* [TEXT EXCERPT]
----------
3.2. Replace the Backbone Network Convolution
The standard convolution operation is a core component in constructing convolutional neural networks (CNNs). It effectively extracts feature information from images through sliding windows and parameter sharing, overcoming the inherent limitations of fully connected layers in terms of parameters and computational efficiency. However, this operation is also accompanied by issues such as large model parameters and high computational costs. The spatial attention mechanism, as an important attention technology, focuses on the spatial dimensions of images, namely the interrelationships between pixels. Through training, the model can learn how to assign varying weights to different regions within the image, effectively prioritizing and focusing on the key information. The combination of this mechanism with standard convolution enables more efficient extraction and processing of image information in CNNs. However, traditional spatial attention mechanisms often fail to fully consider the spatial features of the entire receptive field. Therefore, when dealing with large convolutional kernels (such as 3 × 3 convolutions), the advantages of parameter sharing are not fully leveraged, which somewhat limits their effectiveness.
----------
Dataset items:
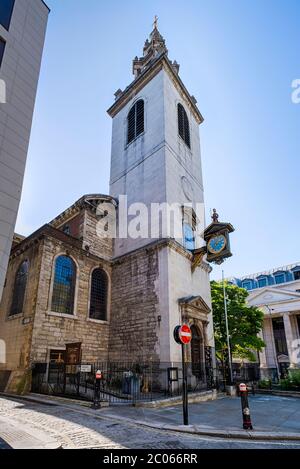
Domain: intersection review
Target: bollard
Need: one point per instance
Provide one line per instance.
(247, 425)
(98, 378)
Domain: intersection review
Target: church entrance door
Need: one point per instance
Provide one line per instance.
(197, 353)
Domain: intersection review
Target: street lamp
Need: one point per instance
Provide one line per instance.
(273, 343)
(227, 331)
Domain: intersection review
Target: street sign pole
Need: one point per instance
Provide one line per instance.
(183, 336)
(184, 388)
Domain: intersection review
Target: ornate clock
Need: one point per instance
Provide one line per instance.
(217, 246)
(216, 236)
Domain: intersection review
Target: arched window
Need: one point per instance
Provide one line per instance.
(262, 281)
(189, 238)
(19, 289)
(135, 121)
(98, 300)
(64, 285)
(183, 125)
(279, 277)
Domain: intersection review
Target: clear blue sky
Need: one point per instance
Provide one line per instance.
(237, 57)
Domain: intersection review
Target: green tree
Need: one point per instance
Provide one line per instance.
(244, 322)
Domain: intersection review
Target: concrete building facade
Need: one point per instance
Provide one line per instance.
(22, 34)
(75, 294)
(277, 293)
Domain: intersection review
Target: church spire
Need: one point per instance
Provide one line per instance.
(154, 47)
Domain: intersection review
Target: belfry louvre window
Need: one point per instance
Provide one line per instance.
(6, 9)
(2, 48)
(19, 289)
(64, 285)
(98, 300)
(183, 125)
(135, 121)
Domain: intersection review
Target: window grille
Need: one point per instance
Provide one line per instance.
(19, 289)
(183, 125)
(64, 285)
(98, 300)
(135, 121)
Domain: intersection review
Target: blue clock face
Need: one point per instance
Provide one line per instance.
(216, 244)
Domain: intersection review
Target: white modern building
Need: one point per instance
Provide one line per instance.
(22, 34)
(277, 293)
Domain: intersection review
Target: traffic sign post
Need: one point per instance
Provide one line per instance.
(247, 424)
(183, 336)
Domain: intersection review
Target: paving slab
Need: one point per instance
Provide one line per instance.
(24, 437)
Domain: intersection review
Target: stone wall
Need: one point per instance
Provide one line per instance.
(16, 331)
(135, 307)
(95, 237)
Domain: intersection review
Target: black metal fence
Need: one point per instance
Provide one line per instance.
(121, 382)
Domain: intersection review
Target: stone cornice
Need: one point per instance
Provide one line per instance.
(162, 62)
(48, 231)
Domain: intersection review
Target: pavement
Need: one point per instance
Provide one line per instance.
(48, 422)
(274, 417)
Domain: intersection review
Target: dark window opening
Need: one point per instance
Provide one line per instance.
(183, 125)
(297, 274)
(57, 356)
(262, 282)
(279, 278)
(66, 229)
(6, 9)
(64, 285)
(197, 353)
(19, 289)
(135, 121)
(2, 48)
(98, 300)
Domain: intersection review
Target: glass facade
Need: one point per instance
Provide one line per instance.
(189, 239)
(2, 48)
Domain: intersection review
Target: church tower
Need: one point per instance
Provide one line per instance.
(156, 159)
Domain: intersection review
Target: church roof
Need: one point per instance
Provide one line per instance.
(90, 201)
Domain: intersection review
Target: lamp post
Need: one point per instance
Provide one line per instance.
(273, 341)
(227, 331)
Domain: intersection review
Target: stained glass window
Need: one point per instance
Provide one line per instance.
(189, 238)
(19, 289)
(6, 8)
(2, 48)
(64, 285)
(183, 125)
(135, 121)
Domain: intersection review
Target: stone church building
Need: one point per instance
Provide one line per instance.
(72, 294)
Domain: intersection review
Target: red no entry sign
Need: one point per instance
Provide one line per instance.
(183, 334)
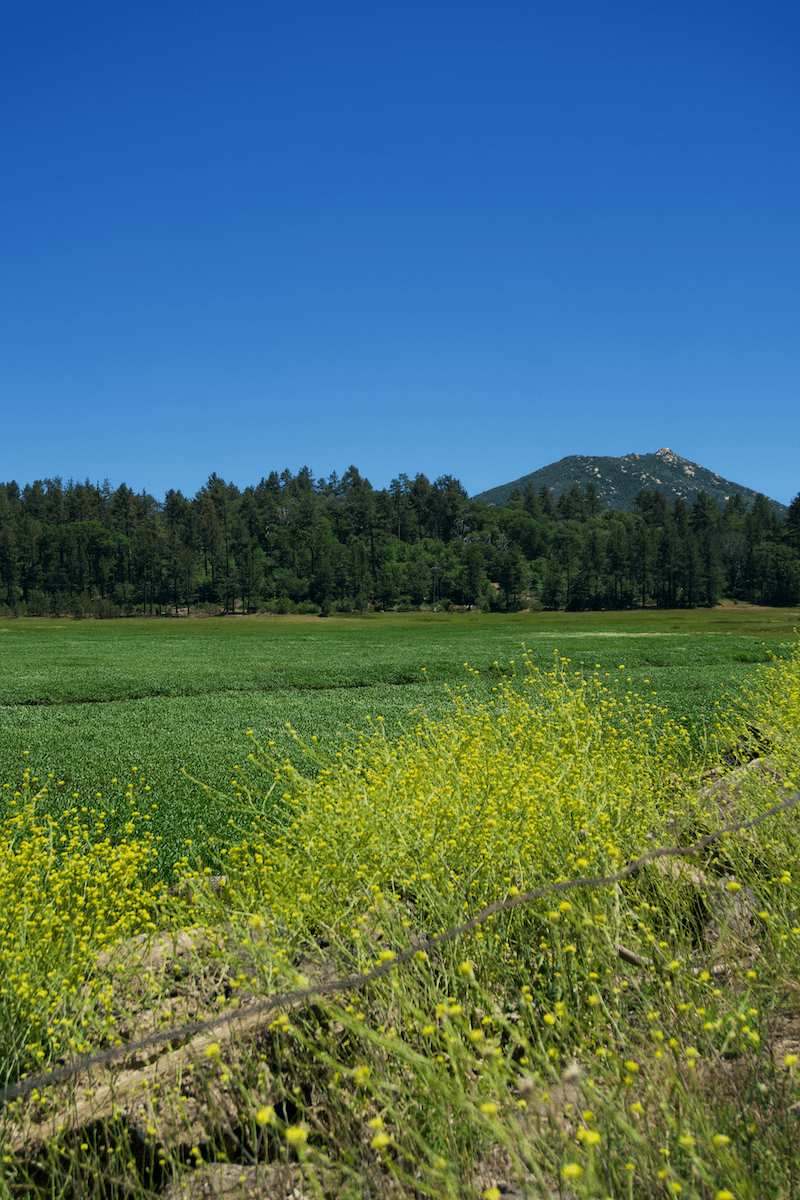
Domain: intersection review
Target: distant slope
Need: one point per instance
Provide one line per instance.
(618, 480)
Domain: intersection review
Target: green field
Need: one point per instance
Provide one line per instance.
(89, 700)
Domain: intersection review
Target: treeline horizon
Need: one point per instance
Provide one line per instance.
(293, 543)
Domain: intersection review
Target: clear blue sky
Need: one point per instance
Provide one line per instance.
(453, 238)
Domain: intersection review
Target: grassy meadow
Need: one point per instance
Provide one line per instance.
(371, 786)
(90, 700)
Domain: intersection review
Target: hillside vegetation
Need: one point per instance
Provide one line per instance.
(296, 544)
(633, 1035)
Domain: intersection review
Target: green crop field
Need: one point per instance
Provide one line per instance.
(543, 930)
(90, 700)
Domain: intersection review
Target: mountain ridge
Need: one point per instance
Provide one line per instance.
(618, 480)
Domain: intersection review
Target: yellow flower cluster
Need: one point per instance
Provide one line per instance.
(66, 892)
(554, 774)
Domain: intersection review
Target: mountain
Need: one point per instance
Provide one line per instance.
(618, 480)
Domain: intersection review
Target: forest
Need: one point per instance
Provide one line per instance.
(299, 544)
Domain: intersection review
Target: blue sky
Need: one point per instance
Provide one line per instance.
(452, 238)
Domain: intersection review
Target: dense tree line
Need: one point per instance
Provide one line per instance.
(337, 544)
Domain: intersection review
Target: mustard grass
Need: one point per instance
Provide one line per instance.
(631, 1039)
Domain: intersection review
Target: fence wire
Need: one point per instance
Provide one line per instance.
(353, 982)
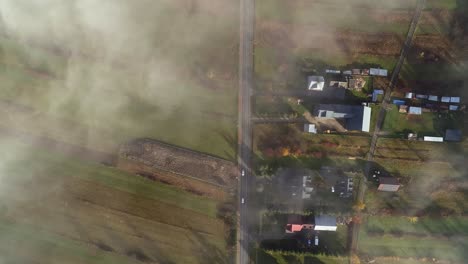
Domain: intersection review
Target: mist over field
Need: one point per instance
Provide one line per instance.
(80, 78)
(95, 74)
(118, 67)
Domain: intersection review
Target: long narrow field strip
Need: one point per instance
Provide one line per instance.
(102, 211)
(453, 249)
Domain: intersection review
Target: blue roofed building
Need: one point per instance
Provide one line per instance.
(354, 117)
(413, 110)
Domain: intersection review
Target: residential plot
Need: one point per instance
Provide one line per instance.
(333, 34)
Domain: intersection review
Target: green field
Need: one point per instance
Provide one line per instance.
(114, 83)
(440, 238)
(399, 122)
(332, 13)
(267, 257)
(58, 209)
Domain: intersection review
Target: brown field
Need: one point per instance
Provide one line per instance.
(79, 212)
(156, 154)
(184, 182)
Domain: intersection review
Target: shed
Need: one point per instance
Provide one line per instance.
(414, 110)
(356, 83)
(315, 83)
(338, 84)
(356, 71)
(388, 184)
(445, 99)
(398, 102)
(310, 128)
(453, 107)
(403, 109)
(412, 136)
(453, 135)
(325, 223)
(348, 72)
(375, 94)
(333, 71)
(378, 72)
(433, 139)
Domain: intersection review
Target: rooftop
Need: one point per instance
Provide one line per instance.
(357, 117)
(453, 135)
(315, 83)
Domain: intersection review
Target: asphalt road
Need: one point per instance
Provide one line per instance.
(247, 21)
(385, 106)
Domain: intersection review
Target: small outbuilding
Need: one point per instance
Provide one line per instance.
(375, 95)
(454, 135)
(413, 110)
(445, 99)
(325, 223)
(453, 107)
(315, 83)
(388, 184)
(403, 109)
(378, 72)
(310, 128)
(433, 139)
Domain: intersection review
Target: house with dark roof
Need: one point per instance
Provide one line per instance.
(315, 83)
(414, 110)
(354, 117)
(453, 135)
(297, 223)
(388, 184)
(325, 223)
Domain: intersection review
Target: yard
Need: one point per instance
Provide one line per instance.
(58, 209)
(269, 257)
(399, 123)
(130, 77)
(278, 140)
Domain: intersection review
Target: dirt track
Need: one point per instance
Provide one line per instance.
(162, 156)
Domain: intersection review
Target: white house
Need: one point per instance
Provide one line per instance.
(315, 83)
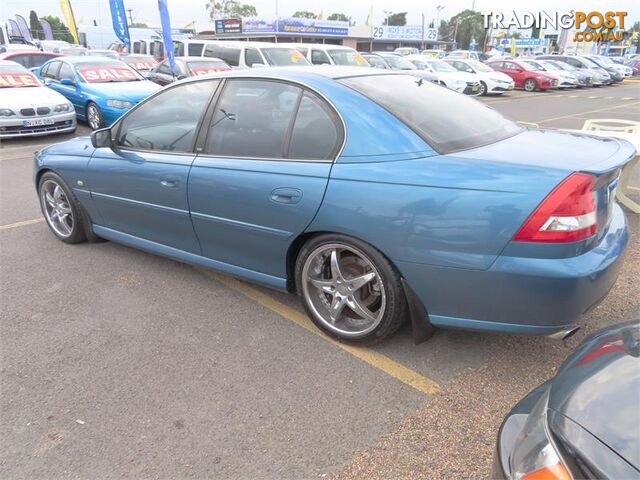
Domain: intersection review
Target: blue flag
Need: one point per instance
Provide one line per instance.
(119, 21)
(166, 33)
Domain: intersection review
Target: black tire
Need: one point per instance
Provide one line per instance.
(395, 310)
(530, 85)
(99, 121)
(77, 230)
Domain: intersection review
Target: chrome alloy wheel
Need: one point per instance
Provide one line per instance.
----------
* [EXERCISE GOAL]
Answer these questions using the text on replacing the backbone network convolution:
(a) Through what two means does the standard convolution operation extract feature information from images?
(b) What does the spatial attention mechanism focus on?
(c) What convolution is given as an example of a large convolutional kernel?

* [REPLY]
(a) Sliding windows and parameter sharing.
(b) The spatial dimensions of images, namely the interrelationships between pixels.
(c) A 3 × 3 convolution.